REQUIRED WORK: Recast the lines of the material as a JSON list of strings, one string per line, leaving out any blank lines. Begin at the line containing "box the yellow" and continue through the end of the material.
### AVAILABLE RECORDS
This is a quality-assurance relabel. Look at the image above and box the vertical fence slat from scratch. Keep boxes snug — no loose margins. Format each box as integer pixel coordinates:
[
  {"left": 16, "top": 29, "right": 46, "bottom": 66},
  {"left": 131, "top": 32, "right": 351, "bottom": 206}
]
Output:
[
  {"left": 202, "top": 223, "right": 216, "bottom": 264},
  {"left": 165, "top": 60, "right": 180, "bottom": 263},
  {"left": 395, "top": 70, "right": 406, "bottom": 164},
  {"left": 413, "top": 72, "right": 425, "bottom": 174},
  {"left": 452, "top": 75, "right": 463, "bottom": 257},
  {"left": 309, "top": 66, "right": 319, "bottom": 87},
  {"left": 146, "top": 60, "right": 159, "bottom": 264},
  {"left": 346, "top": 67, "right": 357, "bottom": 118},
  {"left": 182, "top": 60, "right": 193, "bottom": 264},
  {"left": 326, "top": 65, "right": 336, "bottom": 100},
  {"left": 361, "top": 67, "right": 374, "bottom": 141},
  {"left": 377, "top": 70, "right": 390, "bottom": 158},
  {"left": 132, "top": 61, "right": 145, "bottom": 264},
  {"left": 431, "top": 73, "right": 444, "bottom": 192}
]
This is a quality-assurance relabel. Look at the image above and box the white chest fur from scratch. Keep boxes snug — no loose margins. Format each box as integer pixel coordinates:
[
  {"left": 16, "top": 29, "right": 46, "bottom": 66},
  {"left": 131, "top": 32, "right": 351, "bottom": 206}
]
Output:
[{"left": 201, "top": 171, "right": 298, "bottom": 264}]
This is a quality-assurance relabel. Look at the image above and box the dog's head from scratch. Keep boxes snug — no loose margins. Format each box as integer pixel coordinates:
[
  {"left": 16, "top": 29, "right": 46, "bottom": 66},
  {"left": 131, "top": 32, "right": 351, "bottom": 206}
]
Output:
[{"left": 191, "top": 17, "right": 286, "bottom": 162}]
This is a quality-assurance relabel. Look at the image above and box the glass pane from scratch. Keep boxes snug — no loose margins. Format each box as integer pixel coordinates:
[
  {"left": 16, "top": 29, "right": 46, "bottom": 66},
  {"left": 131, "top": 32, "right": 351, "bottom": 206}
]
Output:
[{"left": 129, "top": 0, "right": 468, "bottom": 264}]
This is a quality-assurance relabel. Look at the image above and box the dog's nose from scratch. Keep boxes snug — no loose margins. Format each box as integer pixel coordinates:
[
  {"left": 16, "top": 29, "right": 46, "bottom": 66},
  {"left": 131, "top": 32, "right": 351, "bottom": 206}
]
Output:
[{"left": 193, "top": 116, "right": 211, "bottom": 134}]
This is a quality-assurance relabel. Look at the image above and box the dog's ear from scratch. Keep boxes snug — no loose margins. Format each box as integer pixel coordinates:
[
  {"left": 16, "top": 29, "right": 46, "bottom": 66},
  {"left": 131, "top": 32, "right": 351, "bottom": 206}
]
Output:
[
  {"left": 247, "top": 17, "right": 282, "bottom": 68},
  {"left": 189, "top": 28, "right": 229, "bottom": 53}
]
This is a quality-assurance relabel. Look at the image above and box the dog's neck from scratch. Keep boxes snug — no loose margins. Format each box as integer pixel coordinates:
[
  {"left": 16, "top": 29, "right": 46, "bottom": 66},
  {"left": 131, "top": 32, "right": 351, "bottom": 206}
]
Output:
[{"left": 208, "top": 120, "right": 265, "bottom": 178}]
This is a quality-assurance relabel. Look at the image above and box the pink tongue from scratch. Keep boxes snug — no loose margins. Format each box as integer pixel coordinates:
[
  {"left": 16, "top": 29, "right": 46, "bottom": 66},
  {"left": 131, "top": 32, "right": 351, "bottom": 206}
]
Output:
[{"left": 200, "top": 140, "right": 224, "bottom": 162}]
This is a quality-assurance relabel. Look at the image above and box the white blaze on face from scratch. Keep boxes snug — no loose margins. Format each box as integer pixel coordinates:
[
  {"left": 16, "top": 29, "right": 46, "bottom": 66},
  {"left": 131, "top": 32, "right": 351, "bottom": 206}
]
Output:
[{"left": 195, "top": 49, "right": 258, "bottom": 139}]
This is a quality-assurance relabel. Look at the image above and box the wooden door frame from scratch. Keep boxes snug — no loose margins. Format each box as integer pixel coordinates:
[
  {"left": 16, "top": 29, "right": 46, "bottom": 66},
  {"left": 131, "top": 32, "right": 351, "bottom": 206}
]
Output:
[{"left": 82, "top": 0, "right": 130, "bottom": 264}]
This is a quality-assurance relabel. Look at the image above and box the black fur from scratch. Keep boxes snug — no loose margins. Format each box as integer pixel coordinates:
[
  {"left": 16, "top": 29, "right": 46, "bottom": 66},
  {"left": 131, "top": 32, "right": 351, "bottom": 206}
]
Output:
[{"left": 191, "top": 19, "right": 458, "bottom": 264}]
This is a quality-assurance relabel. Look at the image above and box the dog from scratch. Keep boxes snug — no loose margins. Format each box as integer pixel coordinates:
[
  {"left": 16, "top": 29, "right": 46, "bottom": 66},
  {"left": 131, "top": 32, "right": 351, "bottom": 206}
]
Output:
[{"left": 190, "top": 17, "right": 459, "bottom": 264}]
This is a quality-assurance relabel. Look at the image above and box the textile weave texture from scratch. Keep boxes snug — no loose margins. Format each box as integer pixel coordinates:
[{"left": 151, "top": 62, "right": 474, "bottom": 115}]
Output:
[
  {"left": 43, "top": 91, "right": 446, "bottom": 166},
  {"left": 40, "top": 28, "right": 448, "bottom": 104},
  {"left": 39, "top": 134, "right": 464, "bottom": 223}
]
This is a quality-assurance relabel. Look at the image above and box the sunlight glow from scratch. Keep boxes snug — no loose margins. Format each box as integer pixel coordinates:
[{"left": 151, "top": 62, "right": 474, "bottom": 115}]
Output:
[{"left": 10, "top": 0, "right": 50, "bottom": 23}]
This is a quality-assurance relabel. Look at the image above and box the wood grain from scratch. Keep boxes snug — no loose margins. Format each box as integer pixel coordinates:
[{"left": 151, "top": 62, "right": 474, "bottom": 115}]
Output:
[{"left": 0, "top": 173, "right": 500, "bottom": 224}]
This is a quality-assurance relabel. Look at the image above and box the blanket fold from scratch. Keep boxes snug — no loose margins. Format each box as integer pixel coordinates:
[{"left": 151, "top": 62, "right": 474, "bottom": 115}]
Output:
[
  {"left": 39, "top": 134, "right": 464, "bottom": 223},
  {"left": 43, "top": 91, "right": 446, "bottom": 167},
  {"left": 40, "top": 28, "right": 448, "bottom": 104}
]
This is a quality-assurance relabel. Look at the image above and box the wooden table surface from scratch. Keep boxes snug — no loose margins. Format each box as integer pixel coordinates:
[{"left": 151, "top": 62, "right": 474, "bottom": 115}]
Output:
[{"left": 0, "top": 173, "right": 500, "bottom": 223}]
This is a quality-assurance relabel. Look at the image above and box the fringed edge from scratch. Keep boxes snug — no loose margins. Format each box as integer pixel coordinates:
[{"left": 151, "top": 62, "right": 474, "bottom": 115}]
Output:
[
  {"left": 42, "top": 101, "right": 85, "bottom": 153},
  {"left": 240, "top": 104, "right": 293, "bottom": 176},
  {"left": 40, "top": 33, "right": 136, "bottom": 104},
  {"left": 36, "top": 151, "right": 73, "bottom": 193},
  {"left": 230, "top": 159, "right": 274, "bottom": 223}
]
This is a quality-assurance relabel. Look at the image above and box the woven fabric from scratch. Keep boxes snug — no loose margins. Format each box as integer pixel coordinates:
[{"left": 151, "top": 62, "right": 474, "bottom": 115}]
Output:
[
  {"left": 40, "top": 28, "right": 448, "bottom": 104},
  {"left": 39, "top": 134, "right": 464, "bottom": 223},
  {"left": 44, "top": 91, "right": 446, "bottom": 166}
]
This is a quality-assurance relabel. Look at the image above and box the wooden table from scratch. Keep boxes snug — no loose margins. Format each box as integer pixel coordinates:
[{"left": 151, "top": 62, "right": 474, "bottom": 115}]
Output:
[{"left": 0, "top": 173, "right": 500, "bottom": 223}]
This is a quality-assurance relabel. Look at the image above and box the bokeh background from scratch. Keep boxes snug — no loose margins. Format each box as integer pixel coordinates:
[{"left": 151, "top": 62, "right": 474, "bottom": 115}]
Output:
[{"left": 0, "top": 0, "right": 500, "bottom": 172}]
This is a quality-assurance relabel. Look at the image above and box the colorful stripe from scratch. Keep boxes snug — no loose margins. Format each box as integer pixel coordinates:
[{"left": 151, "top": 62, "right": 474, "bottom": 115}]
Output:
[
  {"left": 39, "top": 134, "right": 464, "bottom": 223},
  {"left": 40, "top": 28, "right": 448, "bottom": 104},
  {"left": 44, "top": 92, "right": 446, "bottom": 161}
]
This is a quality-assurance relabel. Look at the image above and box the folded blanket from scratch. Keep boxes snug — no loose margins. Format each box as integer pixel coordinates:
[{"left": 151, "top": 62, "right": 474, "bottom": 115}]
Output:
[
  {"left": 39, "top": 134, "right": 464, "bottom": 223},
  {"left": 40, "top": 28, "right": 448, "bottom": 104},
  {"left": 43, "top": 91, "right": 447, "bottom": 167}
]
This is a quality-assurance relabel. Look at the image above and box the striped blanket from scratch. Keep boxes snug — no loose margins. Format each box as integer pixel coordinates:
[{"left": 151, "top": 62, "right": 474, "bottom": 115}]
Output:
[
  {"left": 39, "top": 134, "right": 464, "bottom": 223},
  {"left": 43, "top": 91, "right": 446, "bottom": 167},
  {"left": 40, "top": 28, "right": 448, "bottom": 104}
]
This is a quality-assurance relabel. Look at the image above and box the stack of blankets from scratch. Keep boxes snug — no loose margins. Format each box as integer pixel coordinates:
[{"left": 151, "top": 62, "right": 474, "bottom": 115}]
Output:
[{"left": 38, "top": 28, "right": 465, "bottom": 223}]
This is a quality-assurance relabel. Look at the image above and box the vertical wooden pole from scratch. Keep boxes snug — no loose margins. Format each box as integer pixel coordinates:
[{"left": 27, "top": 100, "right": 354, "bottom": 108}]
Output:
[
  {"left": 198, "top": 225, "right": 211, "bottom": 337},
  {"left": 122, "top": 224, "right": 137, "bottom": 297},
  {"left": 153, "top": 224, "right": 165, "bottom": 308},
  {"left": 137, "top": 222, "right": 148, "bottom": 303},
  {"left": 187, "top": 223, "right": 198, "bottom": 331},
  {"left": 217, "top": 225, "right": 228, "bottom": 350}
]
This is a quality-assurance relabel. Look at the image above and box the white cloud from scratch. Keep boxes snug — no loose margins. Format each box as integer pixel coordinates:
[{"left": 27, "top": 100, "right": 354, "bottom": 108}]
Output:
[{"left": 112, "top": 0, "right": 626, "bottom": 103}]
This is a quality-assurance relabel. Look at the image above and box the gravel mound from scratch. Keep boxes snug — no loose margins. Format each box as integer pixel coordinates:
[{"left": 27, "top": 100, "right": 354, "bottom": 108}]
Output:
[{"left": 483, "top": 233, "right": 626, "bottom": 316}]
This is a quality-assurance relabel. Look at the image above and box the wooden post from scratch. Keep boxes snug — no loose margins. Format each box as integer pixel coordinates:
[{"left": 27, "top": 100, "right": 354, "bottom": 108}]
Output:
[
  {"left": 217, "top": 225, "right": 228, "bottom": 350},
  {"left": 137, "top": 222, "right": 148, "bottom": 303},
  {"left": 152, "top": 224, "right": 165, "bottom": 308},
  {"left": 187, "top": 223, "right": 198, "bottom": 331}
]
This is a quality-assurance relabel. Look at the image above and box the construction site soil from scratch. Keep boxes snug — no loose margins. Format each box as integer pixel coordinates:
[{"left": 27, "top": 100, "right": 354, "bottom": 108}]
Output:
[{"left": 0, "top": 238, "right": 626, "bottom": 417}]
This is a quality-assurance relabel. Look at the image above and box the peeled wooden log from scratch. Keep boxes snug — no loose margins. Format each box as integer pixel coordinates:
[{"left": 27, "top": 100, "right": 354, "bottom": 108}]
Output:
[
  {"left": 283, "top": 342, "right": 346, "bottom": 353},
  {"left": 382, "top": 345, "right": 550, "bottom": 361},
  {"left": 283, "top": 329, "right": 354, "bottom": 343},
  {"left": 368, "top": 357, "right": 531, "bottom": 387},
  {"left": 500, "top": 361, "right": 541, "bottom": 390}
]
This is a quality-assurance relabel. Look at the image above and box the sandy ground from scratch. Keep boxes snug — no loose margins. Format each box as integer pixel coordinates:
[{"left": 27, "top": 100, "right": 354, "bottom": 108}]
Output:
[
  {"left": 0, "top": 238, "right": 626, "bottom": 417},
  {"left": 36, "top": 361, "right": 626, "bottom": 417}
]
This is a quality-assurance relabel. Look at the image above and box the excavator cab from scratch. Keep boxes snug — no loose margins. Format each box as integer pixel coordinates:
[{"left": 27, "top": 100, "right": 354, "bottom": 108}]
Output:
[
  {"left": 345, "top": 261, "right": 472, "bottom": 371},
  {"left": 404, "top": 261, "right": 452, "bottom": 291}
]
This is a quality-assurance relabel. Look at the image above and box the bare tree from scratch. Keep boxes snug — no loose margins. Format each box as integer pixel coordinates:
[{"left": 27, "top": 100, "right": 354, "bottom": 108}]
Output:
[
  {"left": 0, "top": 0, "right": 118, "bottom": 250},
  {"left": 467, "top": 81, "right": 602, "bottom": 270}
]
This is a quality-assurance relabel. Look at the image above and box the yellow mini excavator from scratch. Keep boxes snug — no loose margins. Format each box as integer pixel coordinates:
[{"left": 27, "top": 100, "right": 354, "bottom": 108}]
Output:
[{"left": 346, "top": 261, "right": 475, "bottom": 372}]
######
ANSWER TO THE TASK:
[
  "This is a quality-assurance relabel. Look at the image above and box the yellow mini excavator from scratch. Keep boxes snug — no loose margins. Format each box as integer pixel coordinates:",
  "[{\"left\": 27, \"top\": 100, \"right\": 354, \"bottom\": 108}]",
  "Output:",
  "[{\"left\": 346, \"top\": 261, \"right\": 475, \"bottom\": 372}]"
]